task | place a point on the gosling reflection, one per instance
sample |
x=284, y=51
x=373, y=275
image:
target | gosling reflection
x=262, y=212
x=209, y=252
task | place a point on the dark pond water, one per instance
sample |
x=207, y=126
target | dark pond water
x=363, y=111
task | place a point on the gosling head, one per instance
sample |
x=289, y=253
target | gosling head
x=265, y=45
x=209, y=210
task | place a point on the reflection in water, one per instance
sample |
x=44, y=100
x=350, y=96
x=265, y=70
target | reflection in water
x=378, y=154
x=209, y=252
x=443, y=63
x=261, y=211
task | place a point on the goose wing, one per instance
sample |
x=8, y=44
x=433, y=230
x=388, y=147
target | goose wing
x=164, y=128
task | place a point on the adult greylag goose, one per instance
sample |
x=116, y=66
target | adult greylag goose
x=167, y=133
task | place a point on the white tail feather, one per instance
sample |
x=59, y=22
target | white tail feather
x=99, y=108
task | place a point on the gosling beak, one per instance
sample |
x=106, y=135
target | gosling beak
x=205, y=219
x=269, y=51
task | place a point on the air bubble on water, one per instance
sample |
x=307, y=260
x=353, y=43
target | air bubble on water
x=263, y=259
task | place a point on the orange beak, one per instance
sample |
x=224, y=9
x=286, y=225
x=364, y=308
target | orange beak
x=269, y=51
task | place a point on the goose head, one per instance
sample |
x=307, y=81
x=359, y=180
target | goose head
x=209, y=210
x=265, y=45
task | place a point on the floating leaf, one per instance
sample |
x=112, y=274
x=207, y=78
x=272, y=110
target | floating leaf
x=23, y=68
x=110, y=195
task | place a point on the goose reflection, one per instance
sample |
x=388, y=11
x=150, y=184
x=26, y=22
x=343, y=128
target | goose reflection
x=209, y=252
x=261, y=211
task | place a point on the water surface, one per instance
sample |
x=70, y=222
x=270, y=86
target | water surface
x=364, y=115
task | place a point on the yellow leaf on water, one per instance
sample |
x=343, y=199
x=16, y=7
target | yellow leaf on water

◆ WRITTEN INSTRUCTION ◆
Recite the full listing above exactly.

◆ RESPONSE ◆
task | place a point on the gosling reflection, one per instance
sample |
x=284, y=51
x=373, y=275
image:
target | gosling reflection
x=262, y=212
x=209, y=252
task | place a point on the dark pond water, one per instance
sample |
x=207, y=126
target | dark pond water
x=363, y=111
task | place a point on the gosling head, one per instance
sample |
x=289, y=253
target | gosling head
x=265, y=45
x=209, y=210
task | place a point on the reflection in water, one per instance
sample |
x=44, y=100
x=350, y=96
x=265, y=70
target | reflection in water
x=378, y=154
x=209, y=252
x=443, y=63
x=261, y=211
task | place a point on the goose wing, one per instance
sample |
x=8, y=44
x=433, y=230
x=388, y=147
target | goose wing
x=164, y=128
task | place a point on the adult greylag goose, one per instance
sample |
x=116, y=66
target | adult greylag goose
x=167, y=133
task | place a point on the white tail feather, one per instance
sample |
x=59, y=22
target | white tail feather
x=99, y=108
task | place a point on the gosling beak, one per instance
sample |
x=106, y=135
target | gosling beak
x=205, y=219
x=269, y=51
task | place a point on the air bubble on water, one per instance
sample |
x=307, y=260
x=353, y=43
target | air bubble on water
x=263, y=259
task | place a point on the orange beak, one per instance
sample |
x=224, y=9
x=286, y=225
x=364, y=308
target | orange beak
x=269, y=51
task | place a point on the goose head, one per instance
sample |
x=307, y=81
x=359, y=180
target | goose head
x=209, y=210
x=265, y=45
task | place a point on the floating leaf, one per instance
sample |
x=112, y=274
x=207, y=78
x=272, y=110
target | floating leaf
x=23, y=68
x=110, y=195
task | place a point on the goose reflection, one per instance
sample |
x=388, y=11
x=150, y=184
x=26, y=22
x=343, y=128
target | goose reflection
x=209, y=252
x=261, y=211
task | place a point on the water surface, one per instance
sample |
x=70, y=222
x=270, y=86
target | water surface
x=364, y=115
task | place a point on the yellow leaf on water, one per instance
sample |
x=343, y=199
x=16, y=7
target | yellow leaf on water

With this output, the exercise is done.